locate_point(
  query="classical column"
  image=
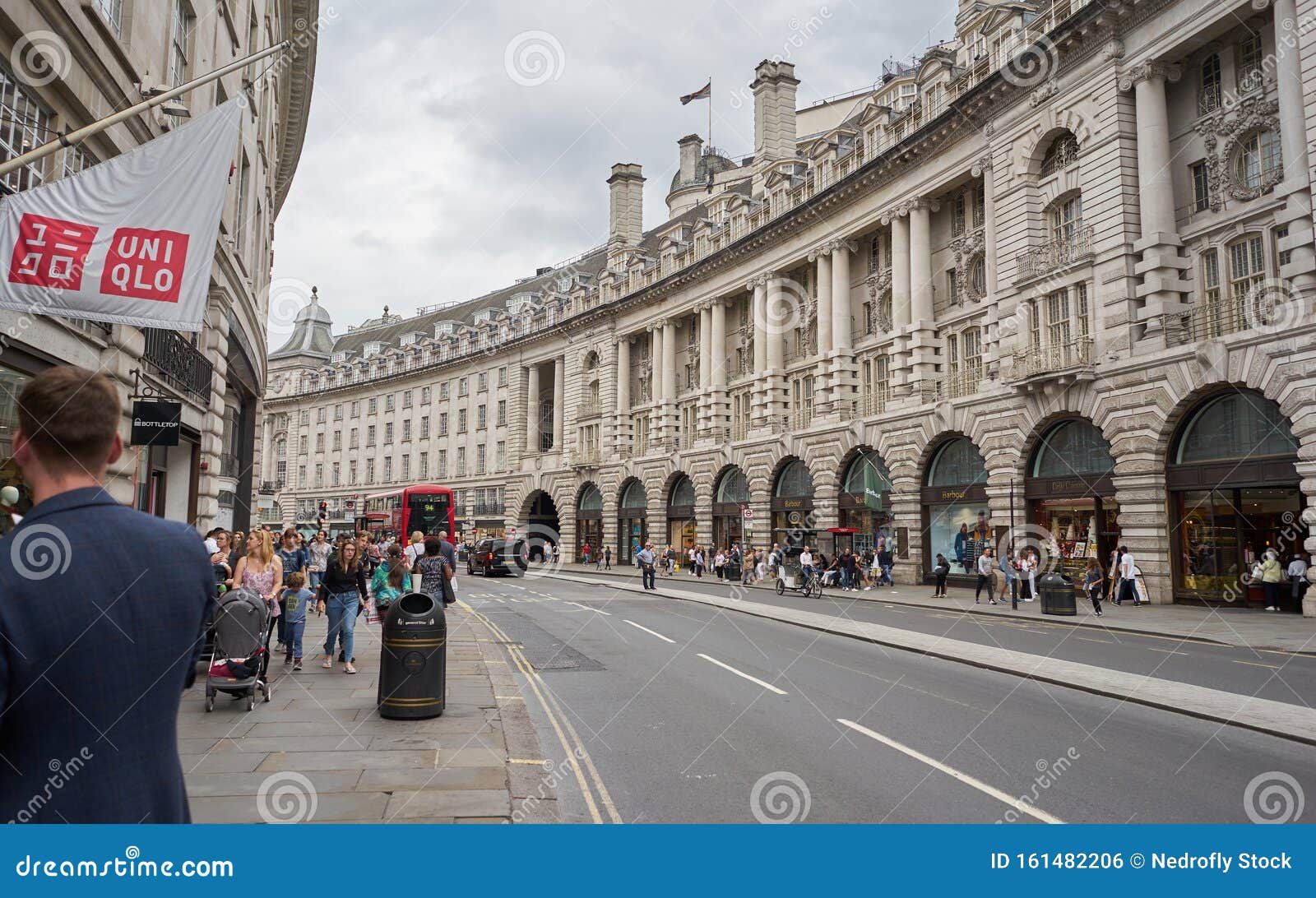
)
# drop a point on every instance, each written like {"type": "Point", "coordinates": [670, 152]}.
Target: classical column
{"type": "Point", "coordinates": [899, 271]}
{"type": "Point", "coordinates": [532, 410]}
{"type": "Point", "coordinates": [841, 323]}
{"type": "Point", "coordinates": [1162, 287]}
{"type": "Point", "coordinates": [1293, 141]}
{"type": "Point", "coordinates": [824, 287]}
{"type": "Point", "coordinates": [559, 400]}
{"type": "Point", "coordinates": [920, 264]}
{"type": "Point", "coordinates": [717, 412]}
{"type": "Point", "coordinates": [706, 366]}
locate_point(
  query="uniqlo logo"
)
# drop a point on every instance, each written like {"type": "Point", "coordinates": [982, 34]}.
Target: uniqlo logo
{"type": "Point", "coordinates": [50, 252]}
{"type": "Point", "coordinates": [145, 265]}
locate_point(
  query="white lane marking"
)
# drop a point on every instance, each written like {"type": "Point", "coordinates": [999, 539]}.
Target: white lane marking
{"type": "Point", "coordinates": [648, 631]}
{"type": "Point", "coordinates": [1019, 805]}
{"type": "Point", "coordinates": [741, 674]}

━━━━━━━━━━━━━━━━━━━━━━━━━━━━━━

_Exercise:_ Revise the listing above by replacing "instance" with "occurrence" throughout, leaving every other part unchanged. Omit the pictures from your version.

_Written answer:_
locate_point(
  query="classical column"
  image=
)
# drop a point on every occurrence, each written like {"type": "Point", "coordinates": [670, 152]}.
Target: classical column
{"type": "Point", "coordinates": [899, 271]}
{"type": "Point", "coordinates": [532, 410]}
{"type": "Point", "coordinates": [841, 323]}
{"type": "Point", "coordinates": [1162, 287]}
{"type": "Point", "coordinates": [1293, 141]}
{"type": "Point", "coordinates": [824, 287]}
{"type": "Point", "coordinates": [559, 400]}
{"type": "Point", "coordinates": [920, 264]}
{"type": "Point", "coordinates": [717, 412]}
{"type": "Point", "coordinates": [706, 366]}
locate_point(
  query="uniqlo logo"
)
# drop a point on every occurrence, each written like {"type": "Point", "coordinates": [982, 34]}.
Target: uniqlo logo
{"type": "Point", "coordinates": [50, 252]}
{"type": "Point", "coordinates": [145, 265]}
locate_point(
  query="white lane marking"
)
# drop a point on every occurrence, each written like {"type": "Point", "coordinates": [999, 539]}.
Target: white lane marking
{"type": "Point", "coordinates": [648, 631]}
{"type": "Point", "coordinates": [1019, 805]}
{"type": "Point", "coordinates": [741, 674]}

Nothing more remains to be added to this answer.